## The problem
Identify each line of the material below that contains the string "pitch", and copy those lines out. Matching is case-sensitive.

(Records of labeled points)
---*---

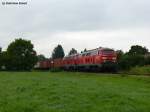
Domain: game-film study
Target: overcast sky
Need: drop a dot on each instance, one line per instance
(77, 24)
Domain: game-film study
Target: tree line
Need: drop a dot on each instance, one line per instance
(21, 56)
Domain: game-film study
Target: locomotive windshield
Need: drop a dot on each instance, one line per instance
(108, 51)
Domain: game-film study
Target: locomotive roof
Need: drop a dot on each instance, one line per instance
(87, 52)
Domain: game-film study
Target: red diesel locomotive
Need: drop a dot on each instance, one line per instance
(95, 59)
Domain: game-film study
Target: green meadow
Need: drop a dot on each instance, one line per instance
(73, 92)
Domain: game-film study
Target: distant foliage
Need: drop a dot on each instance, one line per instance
(20, 55)
(73, 51)
(58, 52)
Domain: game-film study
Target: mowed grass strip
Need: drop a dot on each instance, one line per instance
(73, 92)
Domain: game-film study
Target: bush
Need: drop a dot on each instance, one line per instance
(128, 61)
(56, 70)
(144, 70)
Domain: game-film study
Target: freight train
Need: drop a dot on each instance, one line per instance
(92, 60)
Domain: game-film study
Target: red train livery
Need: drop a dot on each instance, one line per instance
(95, 59)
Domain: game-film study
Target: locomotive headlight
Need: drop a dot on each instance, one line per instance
(114, 58)
(104, 58)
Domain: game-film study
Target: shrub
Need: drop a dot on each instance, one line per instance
(128, 61)
(144, 70)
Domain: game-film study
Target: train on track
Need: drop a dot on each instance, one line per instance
(99, 59)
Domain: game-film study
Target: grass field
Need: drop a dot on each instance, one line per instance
(73, 92)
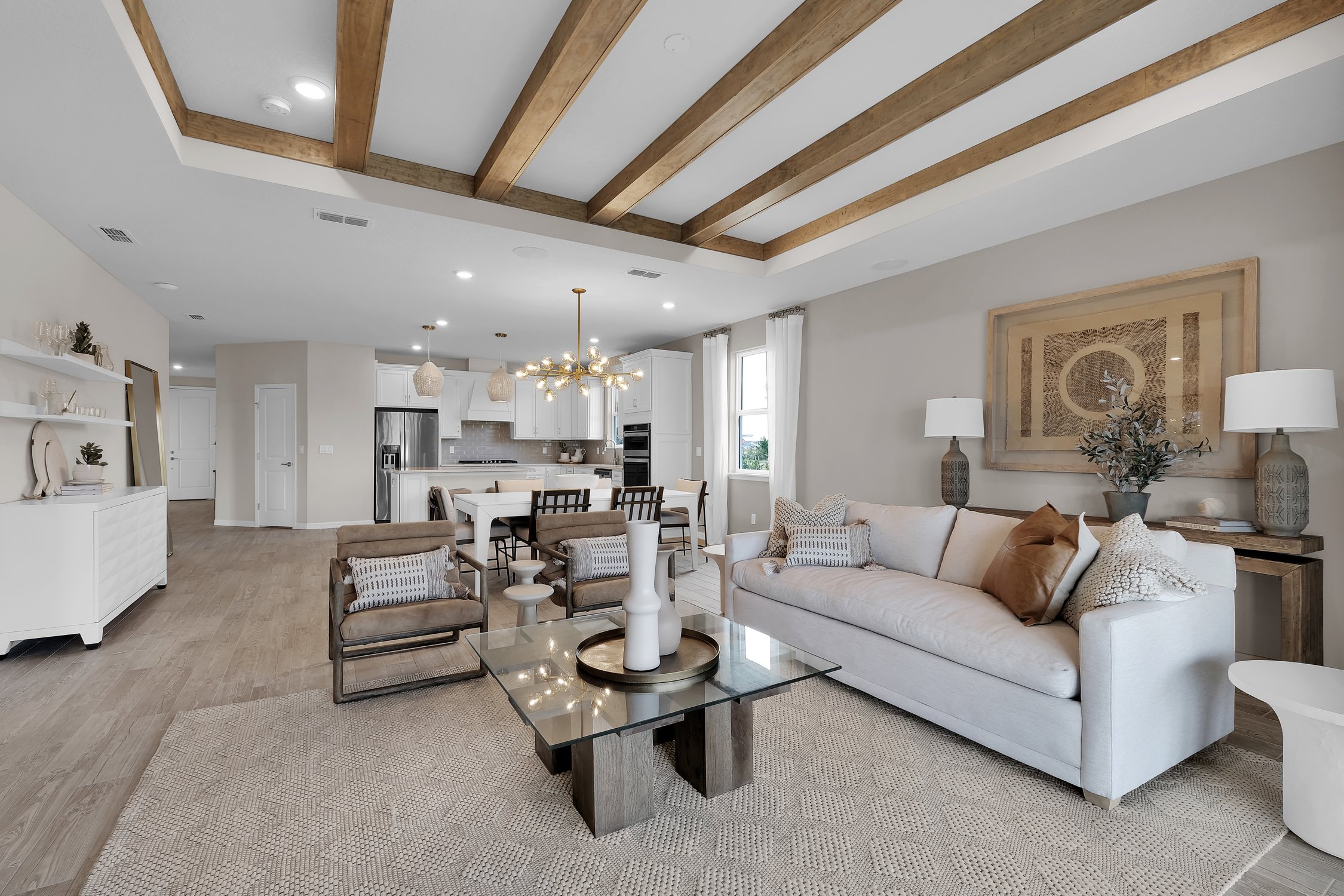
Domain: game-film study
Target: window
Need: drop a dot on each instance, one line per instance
(753, 406)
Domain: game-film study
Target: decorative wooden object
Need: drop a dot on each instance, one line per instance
(1300, 578)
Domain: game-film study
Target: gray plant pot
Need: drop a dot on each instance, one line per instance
(1121, 504)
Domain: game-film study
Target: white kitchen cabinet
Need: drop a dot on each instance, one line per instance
(74, 563)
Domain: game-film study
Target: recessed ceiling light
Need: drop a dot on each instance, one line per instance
(309, 89)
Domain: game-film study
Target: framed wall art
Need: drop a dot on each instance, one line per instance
(1175, 337)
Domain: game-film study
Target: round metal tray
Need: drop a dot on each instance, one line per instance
(600, 656)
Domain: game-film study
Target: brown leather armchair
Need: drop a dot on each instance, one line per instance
(593, 594)
(404, 627)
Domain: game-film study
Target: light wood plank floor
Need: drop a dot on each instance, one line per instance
(244, 618)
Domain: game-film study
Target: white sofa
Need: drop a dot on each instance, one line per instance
(1139, 689)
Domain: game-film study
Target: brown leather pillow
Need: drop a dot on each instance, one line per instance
(1038, 564)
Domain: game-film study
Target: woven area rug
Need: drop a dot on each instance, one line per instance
(438, 791)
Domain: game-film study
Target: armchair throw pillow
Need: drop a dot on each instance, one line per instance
(599, 558)
(1130, 566)
(830, 511)
(1039, 563)
(381, 582)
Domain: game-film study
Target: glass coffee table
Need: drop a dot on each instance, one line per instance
(605, 732)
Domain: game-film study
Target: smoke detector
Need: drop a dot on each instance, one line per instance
(276, 105)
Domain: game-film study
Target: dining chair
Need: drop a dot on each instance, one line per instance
(639, 501)
(682, 520)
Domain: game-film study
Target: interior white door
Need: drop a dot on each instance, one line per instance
(276, 456)
(191, 444)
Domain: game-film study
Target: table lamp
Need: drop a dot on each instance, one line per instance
(955, 418)
(1280, 402)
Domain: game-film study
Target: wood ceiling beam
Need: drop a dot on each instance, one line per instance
(361, 46)
(158, 60)
(1254, 34)
(797, 45)
(1038, 34)
(587, 34)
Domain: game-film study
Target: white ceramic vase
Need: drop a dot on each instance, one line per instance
(642, 605)
(670, 621)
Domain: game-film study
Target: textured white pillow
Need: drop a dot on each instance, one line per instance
(1130, 566)
(381, 582)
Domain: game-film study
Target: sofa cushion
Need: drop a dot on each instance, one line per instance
(906, 539)
(959, 624)
(974, 544)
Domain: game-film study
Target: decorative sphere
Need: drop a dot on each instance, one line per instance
(1213, 508)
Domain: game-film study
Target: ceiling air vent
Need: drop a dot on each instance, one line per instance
(340, 219)
(115, 234)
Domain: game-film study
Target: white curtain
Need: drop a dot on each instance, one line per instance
(718, 437)
(784, 360)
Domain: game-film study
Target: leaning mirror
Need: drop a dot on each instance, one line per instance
(148, 461)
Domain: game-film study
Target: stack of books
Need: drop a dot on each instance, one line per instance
(97, 488)
(1210, 524)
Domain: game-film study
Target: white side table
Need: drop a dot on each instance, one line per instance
(721, 560)
(1309, 703)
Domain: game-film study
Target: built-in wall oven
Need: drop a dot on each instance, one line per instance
(635, 449)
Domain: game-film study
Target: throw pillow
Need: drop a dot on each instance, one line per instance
(830, 546)
(381, 582)
(830, 511)
(599, 558)
(1130, 566)
(1039, 564)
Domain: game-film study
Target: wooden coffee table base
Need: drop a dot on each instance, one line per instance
(613, 774)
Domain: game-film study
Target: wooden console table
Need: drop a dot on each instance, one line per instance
(1300, 584)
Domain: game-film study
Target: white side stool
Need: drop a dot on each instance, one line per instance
(1309, 703)
(526, 594)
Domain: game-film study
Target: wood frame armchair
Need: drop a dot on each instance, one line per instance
(404, 627)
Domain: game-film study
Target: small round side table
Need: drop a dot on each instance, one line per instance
(1309, 703)
(526, 594)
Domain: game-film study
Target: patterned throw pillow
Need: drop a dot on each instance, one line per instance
(1130, 566)
(381, 582)
(830, 511)
(830, 546)
(601, 558)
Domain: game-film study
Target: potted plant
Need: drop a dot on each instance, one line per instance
(89, 469)
(1132, 449)
(81, 343)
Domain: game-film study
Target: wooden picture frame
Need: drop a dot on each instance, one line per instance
(1176, 337)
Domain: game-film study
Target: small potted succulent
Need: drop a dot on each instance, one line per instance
(1132, 449)
(89, 469)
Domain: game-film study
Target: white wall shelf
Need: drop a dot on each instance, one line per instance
(67, 418)
(60, 363)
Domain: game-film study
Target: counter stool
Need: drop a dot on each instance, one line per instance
(526, 594)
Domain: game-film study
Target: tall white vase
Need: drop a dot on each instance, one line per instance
(670, 621)
(642, 603)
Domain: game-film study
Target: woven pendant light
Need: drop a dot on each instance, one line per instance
(428, 378)
(499, 387)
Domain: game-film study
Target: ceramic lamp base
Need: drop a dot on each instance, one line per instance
(1281, 498)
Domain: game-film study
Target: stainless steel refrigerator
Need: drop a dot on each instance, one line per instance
(401, 440)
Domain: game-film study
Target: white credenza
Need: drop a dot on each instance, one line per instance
(73, 564)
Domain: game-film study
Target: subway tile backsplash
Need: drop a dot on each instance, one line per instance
(491, 441)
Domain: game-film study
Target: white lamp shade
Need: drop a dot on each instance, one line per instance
(955, 418)
(1293, 401)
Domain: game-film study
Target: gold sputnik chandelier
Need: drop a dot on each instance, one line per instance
(581, 370)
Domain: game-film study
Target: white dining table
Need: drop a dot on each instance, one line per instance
(487, 507)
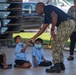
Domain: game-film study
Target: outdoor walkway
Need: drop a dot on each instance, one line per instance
(70, 65)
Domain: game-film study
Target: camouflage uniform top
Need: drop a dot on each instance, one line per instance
(72, 12)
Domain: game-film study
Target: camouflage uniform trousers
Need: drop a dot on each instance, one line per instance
(63, 32)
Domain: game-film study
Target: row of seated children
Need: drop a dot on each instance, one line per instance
(37, 54)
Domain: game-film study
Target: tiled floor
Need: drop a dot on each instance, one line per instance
(70, 65)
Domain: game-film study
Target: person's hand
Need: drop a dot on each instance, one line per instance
(53, 34)
(27, 41)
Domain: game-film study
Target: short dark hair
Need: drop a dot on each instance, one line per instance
(15, 38)
(39, 39)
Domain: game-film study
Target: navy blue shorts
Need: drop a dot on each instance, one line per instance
(20, 62)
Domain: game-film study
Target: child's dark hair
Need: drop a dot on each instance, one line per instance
(16, 37)
(39, 39)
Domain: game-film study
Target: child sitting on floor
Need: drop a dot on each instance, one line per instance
(20, 53)
(38, 54)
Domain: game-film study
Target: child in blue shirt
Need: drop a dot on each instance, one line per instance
(38, 54)
(21, 53)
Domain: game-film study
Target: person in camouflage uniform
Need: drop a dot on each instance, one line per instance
(72, 12)
(65, 26)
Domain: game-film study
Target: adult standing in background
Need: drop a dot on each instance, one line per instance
(72, 12)
(65, 26)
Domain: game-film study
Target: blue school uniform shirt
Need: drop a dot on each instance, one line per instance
(18, 54)
(62, 16)
(38, 54)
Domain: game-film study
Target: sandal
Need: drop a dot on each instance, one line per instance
(9, 66)
(70, 58)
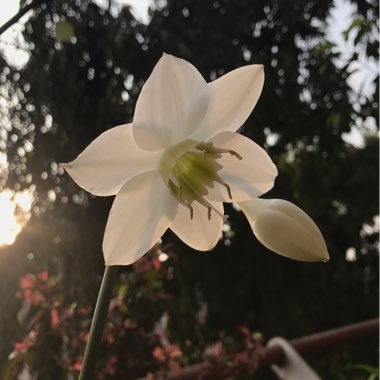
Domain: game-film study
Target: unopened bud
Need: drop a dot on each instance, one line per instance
(285, 229)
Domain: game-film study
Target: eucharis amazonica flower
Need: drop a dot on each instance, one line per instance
(178, 161)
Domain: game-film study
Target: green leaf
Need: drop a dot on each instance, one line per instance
(355, 23)
(64, 31)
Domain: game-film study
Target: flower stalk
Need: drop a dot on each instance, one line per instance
(97, 324)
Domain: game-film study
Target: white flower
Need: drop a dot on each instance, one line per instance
(178, 161)
(285, 229)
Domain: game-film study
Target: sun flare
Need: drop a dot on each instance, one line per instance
(14, 213)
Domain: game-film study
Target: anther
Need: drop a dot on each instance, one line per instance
(235, 154)
(191, 210)
(228, 189)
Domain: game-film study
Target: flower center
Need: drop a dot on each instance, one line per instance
(190, 169)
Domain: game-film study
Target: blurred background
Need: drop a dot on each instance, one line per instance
(70, 70)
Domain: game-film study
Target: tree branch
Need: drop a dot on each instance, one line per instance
(19, 14)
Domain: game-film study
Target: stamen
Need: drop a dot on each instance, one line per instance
(228, 189)
(235, 154)
(191, 211)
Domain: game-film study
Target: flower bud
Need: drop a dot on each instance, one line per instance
(285, 229)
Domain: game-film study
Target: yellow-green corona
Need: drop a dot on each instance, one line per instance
(190, 169)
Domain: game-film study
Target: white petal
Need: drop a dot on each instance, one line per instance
(285, 229)
(232, 98)
(109, 161)
(199, 233)
(141, 213)
(249, 177)
(171, 106)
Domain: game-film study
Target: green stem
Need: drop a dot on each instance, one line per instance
(97, 324)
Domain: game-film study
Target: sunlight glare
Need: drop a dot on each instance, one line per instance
(14, 213)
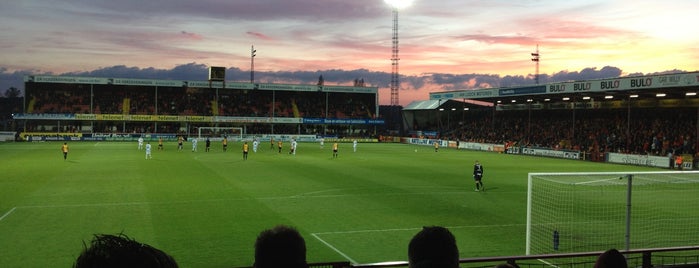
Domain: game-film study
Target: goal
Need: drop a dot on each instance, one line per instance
(596, 211)
(232, 133)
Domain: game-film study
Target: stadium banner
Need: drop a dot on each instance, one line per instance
(288, 87)
(551, 153)
(147, 82)
(51, 136)
(490, 147)
(7, 135)
(336, 121)
(638, 160)
(66, 79)
(44, 116)
(626, 83)
(428, 142)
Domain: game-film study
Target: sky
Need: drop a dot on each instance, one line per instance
(444, 45)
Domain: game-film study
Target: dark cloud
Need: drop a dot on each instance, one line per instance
(259, 10)
(447, 82)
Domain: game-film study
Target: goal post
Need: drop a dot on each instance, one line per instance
(596, 211)
(233, 133)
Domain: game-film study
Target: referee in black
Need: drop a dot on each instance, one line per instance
(478, 176)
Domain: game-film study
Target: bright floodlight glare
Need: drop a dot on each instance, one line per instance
(399, 4)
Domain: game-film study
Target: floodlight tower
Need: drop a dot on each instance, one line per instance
(252, 63)
(395, 82)
(535, 58)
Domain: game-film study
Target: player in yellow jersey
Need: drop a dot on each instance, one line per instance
(335, 147)
(245, 151)
(64, 149)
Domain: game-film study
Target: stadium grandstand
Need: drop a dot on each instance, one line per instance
(631, 120)
(88, 107)
(653, 115)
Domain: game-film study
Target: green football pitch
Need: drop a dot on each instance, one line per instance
(206, 208)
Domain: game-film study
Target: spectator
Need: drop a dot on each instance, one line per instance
(611, 259)
(281, 246)
(433, 247)
(117, 251)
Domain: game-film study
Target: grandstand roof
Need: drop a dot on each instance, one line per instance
(443, 104)
(676, 86)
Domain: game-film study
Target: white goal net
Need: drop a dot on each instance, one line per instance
(232, 133)
(582, 212)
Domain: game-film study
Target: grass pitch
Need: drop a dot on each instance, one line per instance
(206, 208)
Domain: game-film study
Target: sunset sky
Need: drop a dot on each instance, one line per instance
(446, 36)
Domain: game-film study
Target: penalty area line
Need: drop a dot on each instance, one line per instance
(7, 213)
(334, 248)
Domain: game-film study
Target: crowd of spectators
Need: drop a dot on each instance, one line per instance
(638, 131)
(120, 99)
(284, 246)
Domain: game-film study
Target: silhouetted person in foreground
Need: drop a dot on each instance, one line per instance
(281, 246)
(120, 251)
(611, 259)
(433, 247)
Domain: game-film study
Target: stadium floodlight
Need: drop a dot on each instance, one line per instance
(399, 4)
(395, 83)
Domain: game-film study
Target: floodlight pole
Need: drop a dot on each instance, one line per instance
(395, 83)
(536, 58)
(252, 64)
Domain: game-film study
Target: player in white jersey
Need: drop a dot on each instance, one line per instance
(148, 155)
(293, 146)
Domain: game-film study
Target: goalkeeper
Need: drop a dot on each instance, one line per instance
(478, 176)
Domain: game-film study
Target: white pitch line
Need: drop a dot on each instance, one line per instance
(548, 263)
(420, 228)
(334, 248)
(8, 213)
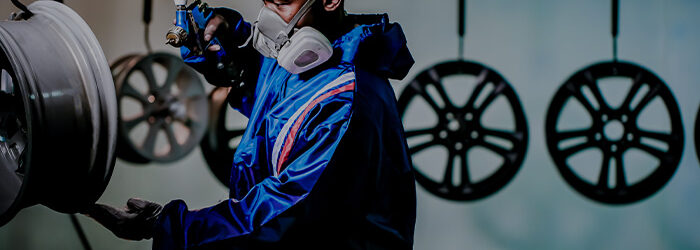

---*---

## Finished answer
Target: green football pitch
Target: grass pitch
Target: white pitch line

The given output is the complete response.